• _Extrait du texte_:
Suisse romande: Le casse-tête de l'enseignement religieux à l'école

Genève, 17 janvier 2015 (Apic) Dans le contexte des attentats contre Charlie Hebdo, Caroline Stevan, dans le quotidien romand «Le Temps» du 17 janvier, fait le tour des différentes politiques cantonales d’enseignement des religions.

En Suisse romande, l’éthique et les cultures religieuses bénéficient d’un enseignement ad hoc et généralement obligatoire, à l’exception de Genève et Neuchâtel.

Dans sa Déclaration officielle du 30 janvier 2003, la Conférence romande des directeurs cantonaux de l’instruction publique, qui chapeaute le Plan d’éducation romand (PER), prône de «prendre en compte et rendre accessible la connaissance des fondements culturels, historiques et sociaux, y compris des cultures religieuses, afin de permettre à l’élève de comprendre sa propre origine et celle des autres, de saisir et d’apprécier la signification des traditions et le sens des valeurs diverses cohabitant dans la société dans laquelle il vit», rappelle Olivier Maradan, secrétaire général de la Conférence intercantonale de l’instruction publique de la Suisse romande et du Tessin. Concrètement, il revient à chaque canton de décider des modalités d’application.

Des clés pour vivre ensemble

A Fribourg, par exemple, les interventions restent «ponctuelles» dans les classes enfantines. Au primaire, les élèves bénéficient d’une heure d’enseignement religieux – du catéchisme assuré par des membres des communautés chrétiennes – et d’une heure d’éthique et cultures religieuses, par les maîtres et maîtresses. Idem en dernière année du cycle d’orientation, contre une heure seulement d’éthique et cultures religieuses en 9e et 10e.

• _Exercices_:
1. Dans l'article sur l'enseignement religieux, relevez tous les niveaux scolaires cités dans le paragraphe consacré à Fribourg.
2. Prolongez l'article sur l'enseignement religieux à l'école en Suisse romande au-delà de sa dernière phrase.
Le matériel ci-après ne joue aucun rôle ici.

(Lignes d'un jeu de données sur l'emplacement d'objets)
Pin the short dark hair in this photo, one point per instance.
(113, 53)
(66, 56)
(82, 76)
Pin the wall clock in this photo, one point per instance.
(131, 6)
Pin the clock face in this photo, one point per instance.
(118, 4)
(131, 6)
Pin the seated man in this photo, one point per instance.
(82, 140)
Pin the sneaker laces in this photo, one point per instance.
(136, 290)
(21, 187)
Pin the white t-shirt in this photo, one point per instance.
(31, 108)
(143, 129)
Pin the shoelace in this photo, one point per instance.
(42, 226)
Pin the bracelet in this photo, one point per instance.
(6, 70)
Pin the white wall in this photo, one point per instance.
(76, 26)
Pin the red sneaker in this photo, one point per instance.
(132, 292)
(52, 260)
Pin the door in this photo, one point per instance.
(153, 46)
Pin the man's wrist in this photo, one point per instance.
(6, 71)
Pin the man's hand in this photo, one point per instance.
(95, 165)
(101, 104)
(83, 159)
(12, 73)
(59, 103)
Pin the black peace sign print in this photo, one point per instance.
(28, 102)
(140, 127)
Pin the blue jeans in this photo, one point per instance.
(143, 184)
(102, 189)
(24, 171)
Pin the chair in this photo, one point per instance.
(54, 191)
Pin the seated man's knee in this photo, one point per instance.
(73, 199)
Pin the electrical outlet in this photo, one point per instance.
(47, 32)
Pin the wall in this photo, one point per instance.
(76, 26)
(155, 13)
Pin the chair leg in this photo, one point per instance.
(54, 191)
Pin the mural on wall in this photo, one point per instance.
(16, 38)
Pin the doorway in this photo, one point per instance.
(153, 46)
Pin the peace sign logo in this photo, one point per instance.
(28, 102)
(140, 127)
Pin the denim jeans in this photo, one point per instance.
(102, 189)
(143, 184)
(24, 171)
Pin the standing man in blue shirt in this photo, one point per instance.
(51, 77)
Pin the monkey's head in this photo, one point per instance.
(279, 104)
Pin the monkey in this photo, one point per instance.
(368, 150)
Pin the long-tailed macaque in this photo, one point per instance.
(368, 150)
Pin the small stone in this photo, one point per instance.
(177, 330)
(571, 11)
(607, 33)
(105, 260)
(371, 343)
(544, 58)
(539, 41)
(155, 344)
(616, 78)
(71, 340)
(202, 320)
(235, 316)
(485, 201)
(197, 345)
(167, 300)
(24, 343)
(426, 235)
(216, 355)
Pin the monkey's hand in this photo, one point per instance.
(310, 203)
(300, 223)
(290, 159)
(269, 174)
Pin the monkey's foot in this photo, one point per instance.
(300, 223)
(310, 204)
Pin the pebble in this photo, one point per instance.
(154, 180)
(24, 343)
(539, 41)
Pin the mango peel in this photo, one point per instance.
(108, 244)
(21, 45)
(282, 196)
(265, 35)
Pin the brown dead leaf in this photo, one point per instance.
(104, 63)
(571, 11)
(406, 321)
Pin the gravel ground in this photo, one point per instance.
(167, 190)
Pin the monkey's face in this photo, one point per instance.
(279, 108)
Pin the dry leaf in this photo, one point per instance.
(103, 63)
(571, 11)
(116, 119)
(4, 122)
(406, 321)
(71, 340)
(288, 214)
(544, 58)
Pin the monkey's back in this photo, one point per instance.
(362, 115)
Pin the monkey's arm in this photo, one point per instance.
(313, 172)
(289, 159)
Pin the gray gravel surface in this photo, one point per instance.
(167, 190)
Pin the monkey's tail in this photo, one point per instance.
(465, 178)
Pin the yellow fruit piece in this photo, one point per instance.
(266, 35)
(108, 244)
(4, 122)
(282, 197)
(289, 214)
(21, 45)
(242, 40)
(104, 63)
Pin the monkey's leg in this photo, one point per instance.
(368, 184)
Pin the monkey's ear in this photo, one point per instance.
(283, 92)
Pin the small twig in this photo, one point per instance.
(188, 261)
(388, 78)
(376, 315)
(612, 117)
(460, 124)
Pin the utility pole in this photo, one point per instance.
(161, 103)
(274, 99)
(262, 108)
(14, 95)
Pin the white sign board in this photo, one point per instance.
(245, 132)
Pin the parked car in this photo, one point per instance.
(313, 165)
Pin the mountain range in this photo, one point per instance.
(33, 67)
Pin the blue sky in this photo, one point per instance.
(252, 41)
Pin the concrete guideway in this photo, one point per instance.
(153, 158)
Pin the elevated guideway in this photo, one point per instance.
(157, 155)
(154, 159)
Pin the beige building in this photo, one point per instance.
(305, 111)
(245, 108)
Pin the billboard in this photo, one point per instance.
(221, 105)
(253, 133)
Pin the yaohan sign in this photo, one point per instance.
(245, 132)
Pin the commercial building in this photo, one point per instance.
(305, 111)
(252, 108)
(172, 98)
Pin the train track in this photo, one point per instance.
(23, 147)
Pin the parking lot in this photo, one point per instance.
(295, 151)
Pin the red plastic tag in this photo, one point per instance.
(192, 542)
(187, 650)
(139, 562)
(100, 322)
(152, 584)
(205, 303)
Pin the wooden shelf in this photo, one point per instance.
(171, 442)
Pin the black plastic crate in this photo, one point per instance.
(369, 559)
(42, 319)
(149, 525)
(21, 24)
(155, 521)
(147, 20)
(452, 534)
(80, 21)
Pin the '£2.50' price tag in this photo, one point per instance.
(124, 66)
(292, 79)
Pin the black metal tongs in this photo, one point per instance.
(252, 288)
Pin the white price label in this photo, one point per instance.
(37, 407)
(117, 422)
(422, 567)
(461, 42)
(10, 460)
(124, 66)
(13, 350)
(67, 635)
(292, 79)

• _Corrigés_:
1. classes enfantines ; primaire ; dernière année du cycle d'orientation ; 9e ; 10e

2.
«Nos élèves sont de petits rois. Cet enseignement leur donne des clés pour vivre ensemble», affirme au «Temps» Fabienne Stevan, responsable de l’école primaire de Corminboeuf, près de Fribourg. Le programme évoque les récits et les personnages de la Bible, de l’islam, du judaïsme, du bouddhisme et de l’hindouisme. «C’est très ouvert, cela permet à chacun de s’y retrouver et c’est l’occasion de discuter de thèmes comme le bon ou le mauvais gouverneur, la place des femmes dans les religions ou encore les différentes architectures», note l’enseignante.

La connaissance pour éviter les amalgames

En Valais, les petits suivent deux périodes hebdomadaires, puis une seule au secondaire.

Dans le canton de Vaud, l’éthique et les cultures religieuses sont discutées ici et là en 1re et 2e primaires. Elles occupent une période de 45 minutes par semaine de la 3e à la 6e, puis une demi-période de la 7e à la 11e. Le cours est obligatoire depuis la rentrée 2013. «Cette obligation peut faire réagir et les directeurs ont dû quelquefois expliquer aux parents que ces cours étaient désormais vus sous l’angle de l’histoire et de la culture générale. Cela reste un domaine sensible, d’où la décision de laisser à chaque canton la liberté de mettre en œuvre ces leçons comme il l’entend», note Serge Martin, directeur général adjoint de la Direction générale de l’enseignement obligatoire de l’Etat de Vaud.

«Plus on a de connaissances, moins on fait d’amalgames. D’où l’importance d’avoir des enseignants formés pour aborder des thèmes aussi délicats. Je suis en train de relire le Coran, que j’ai pourtant étudié. C’est vraiment très compliqué», estime Anne Roland, enseignante de science et histoire des religions au Collège du Bugnon, à Lausanne, précisant au passage que son option est aussi demandée que le sport ou la géographie.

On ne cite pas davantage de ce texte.